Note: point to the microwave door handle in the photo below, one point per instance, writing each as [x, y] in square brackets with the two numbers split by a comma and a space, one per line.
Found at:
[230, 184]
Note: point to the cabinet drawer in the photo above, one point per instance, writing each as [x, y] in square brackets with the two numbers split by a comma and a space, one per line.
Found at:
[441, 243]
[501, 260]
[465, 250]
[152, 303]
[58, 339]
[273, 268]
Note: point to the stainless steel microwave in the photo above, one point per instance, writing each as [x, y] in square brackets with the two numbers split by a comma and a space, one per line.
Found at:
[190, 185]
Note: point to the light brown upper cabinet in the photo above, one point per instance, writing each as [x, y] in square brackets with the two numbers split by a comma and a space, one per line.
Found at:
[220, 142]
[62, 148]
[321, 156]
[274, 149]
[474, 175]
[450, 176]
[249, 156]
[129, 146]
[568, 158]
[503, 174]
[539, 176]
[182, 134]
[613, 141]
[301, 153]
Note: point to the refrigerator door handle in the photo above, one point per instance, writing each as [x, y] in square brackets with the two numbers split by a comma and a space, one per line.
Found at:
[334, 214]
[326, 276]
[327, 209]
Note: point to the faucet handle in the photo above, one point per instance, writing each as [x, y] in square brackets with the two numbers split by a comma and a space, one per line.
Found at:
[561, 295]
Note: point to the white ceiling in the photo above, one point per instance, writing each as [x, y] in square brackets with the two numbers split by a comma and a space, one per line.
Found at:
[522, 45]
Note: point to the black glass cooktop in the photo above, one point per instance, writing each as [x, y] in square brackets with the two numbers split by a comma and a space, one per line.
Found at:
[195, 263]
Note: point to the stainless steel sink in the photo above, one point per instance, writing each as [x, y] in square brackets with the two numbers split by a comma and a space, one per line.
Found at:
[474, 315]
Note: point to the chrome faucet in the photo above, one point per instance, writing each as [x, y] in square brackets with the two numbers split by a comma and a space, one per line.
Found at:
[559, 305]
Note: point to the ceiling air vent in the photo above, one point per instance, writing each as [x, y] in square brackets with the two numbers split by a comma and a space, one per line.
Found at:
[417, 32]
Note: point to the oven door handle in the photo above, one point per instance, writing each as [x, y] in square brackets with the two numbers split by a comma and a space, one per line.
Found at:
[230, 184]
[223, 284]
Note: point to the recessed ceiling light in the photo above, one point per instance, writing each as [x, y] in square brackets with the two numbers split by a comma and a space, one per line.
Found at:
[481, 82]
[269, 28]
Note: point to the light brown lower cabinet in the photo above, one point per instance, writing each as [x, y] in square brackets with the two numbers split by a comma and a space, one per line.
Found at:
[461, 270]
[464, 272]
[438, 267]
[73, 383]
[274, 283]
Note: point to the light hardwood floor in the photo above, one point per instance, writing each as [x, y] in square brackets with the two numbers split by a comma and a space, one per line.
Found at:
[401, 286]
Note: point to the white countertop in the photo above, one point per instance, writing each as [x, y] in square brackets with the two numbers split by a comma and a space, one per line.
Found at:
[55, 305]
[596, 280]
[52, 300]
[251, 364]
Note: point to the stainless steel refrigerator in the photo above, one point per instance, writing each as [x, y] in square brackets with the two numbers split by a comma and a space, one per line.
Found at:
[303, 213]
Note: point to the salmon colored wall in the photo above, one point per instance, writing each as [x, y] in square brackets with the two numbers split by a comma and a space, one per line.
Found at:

__________________________________________________

Copy, character for character, the lines from the line that holds "Note: point to the ceiling" through the final line of the records above.

### Solved problem
Note: point to the ceiling air vent in the photo above, one point per instance, writing each as [x, y] in square brackets with the two numbers split by a comma and a space, one per line.
Found at:
[417, 32]
Note: point to the oven door handle in the photo above, one point per instance, writing each as [x, y] in square brackets with the two numbers split by a comma and a space, one per line.
Found at:
[230, 184]
[223, 284]
Note: point to the recessed ceiling light in the photo above, one point per instance, writing each as [x, y] in square brackets with the two numbers split by a comma and a space, one per line.
Found at:
[481, 82]
[269, 28]
Note: point to the light brown lower cabinet in the photo above, one point per instance, writing each as [x, y] in square brackets with the two numbers split by a comma and a space, one per line.
Found at:
[461, 270]
[464, 272]
[438, 267]
[73, 383]
[274, 283]
Note: point to the light hardwood floor in the photo above, one point per instance, writing each as [x, y] in square brackets with the two numbers split by a comma and a space, one per line.
Found at:
[401, 286]
Note: point to the white countertop in the photo above, one point per instance, writing each as [x, y] in square brackets with the two numbers split by a comma and a space, one per line.
Found at:
[55, 305]
[596, 280]
[52, 300]
[251, 364]
Note: point to the stainless steel refrigerator in the photo above, one point per instance, writing each as [x, y] in square brackets with the two numbers split by a comma and a space, one per line.
Found at:
[303, 213]
Note: point to the salmon colored wall in the photo above, one point per instance, writing each as [x, y] in square brackets with the two numbers split by a comma and a space, one per line.
Found at:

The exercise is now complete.